# Data supplied
◇ ◇ ◇
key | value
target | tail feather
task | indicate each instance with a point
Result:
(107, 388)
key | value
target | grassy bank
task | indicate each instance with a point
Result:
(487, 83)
◇ ◇ ◇
# Action item
This exercise asks for an exact repeat of the lines from the one holding "target | grassy bank" through the end of the data above.

# Exercise answer
target | grassy bank
task | indicate each instance with a point
Result:
(487, 83)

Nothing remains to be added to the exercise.